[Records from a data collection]
********
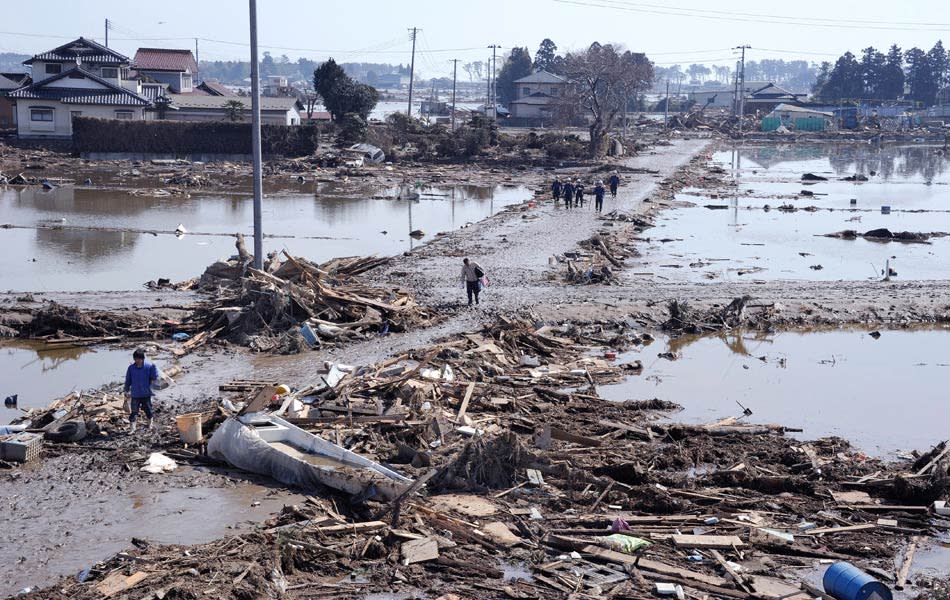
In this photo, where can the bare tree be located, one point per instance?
(603, 80)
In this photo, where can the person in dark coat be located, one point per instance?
(568, 193)
(599, 192)
(614, 182)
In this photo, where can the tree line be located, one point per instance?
(913, 75)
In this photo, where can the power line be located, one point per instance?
(770, 21)
(769, 17)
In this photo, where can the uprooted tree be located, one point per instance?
(604, 77)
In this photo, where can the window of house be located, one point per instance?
(41, 114)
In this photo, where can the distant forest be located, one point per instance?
(239, 72)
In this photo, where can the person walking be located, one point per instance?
(138, 387)
(614, 182)
(472, 274)
(599, 192)
(568, 193)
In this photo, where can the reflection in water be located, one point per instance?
(86, 246)
(883, 394)
(39, 375)
(911, 161)
(107, 259)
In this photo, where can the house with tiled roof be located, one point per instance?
(174, 67)
(81, 78)
(536, 94)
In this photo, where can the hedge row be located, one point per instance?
(182, 137)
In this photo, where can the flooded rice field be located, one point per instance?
(883, 394)
(765, 228)
(87, 239)
(50, 539)
(38, 375)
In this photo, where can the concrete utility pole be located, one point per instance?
(493, 87)
(256, 139)
(455, 66)
(412, 68)
(666, 114)
(742, 86)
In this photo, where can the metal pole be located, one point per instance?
(412, 70)
(256, 139)
(455, 66)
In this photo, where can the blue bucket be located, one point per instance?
(845, 581)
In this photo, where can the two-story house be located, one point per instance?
(81, 78)
(175, 68)
(535, 95)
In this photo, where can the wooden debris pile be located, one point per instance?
(295, 304)
(520, 463)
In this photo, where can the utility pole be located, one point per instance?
(666, 114)
(742, 86)
(256, 139)
(455, 66)
(493, 87)
(412, 68)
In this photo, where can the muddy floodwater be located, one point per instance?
(91, 239)
(46, 540)
(746, 236)
(37, 375)
(885, 395)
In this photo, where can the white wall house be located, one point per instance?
(81, 78)
(274, 111)
(536, 93)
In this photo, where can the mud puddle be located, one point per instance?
(60, 253)
(739, 240)
(37, 375)
(884, 395)
(43, 542)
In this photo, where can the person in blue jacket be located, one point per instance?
(138, 387)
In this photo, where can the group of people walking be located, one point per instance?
(572, 191)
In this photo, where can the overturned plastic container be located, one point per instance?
(189, 427)
(845, 581)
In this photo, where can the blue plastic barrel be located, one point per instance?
(847, 582)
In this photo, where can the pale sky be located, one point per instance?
(376, 30)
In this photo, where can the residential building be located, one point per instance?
(80, 78)
(8, 83)
(536, 94)
(173, 67)
(192, 107)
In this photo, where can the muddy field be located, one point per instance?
(509, 512)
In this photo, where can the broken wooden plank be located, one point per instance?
(117, 582)
(566, 436)
(719, 542)
(905, 565)
(655, 566)
(464, 407)
(827, 530)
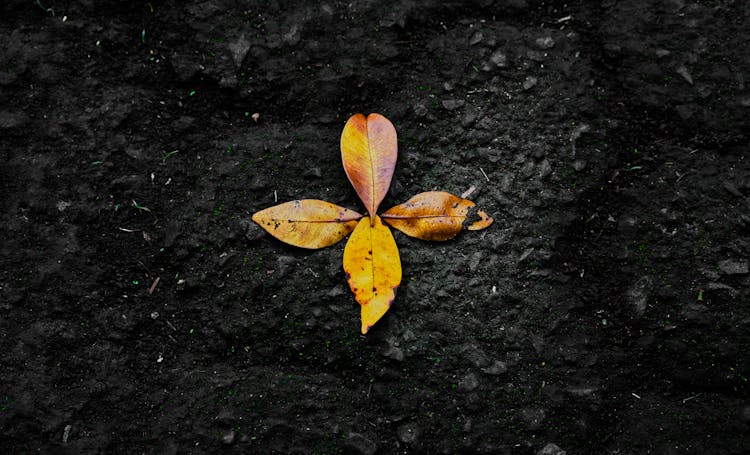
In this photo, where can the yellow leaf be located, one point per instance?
(434, 215)
(369, 150)
(308, 223)
(373, 269)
********
- [Exercise instructions] Leave out the pictures and retype every line above exactly.

- [The answer]
In this photo, where can the bare tree be located, one point per instance?
(603, 80)
In this photo, where can the person in dark coat be located, one point per instance?
(568, 193)
(599, 192)
(614, 182)
In this photo, where can the tree line be located, one point per instance?
(913, 75)
In this photo, where can the power line be located, one point per instance?
(770, 21)
(769, 17)
In this photo, where can the uprooted tree be located, one point per instance?
(604, 77)
In this photo, where can the window of house be located, one point per instance?
(41, 114)
In this photo, where can the distant forest be located, one point per instance?
(239, 72)
In this photo, where can the person walking be located, one point per instance?
(138, 387)
(614, 182)
(472, 274)
(599, 192)
(568, 193)
In this photo, where can the reflection in water be located, one point per instance?
(86, 246)
(883, 394)
(39, 375)
(911, 161)
(107, 259)
In this photo, where can the house with tiled roof be located, one point per instance?
(174, 67)
(81, 78)
(536, 94)
In this photo, where can the hedge row be located, one point per instance?
(182, 137)
In this photo, where can the flooded rice field be located, one point per instance?
(883, 394)
(765, 228)
(87, 239)
(50, 539)
(38, 375)
In this photo, where can the concrete utility pole be located, one point per instance?
(493, 87)
(256, 139)
(455, 66)
(412, 68)
(666, 114)
(742, 86)
In this photo, where can the metal pole be located, one point per instance?
(412, 70)
(256, 139)
(455, 66)
In this photo, where can the blue bucket be located, one point per instance?
(845, 581)
In this photo, where can the two-story house be located, one point per instance?
(81, 78)
(175, 68)
(535, 95)
In this photo, where can the wooden debris pile be located, one point per instance?
(295, 304)
(520, 463)
In this photo, where can the utility pole be located, one point per instance?
(666, 114)
(742, 86)
(256, 139)
(455, 66)
(493, 87)
(412, 68)
In this photo, where can the muddy floodwater be located, one point per instance?
(91, 239)
(46, 540)
(746, 236)
(37, 375)
(885, 395)
In this photo, where can the white wall house be located, one point per instance?
(81, 78)
(274, 111)
(536, 93)
In this photo, where can the mud puddle be located, one point per instance?
(60, 253)
(739, 240)
(37, 375)
(884, 395)
(43, 542)
In this photo, where can the person in blue jacket be located, one point per instance?
(138, 387)
In this photo, where can the group of people walking be located, one point per instance?
(572, 191)
In this photo, where can the overturned plastic container be located, one point per instance?
(189, 427)
(845, 581)
In this photo, where can the blue plastic barrel be located, one point per instance?
(847, 582)
In this photo, where can the pale sky be located, one point per instance?
(376, 30)
In this photo, where can the residential building be located, one point per instance?
(80, 78)
(8, 83)
(536, 94)
(173, 67)
(192, 107)
In this photo, where can the muddy field be located, one point per instance?
(509, 512)
In this photo, where can the broken wooden plank be located, one point per instance?
(117, 582)
(566, 436)
(719, 542)
(905, 565)
(655, 566)
(464, 407)
(827, 530)
In this photo, where can the yellow leaf be located, one point per instance?
(434, 215)
(369, 150)
(308, 223)
(373, 269)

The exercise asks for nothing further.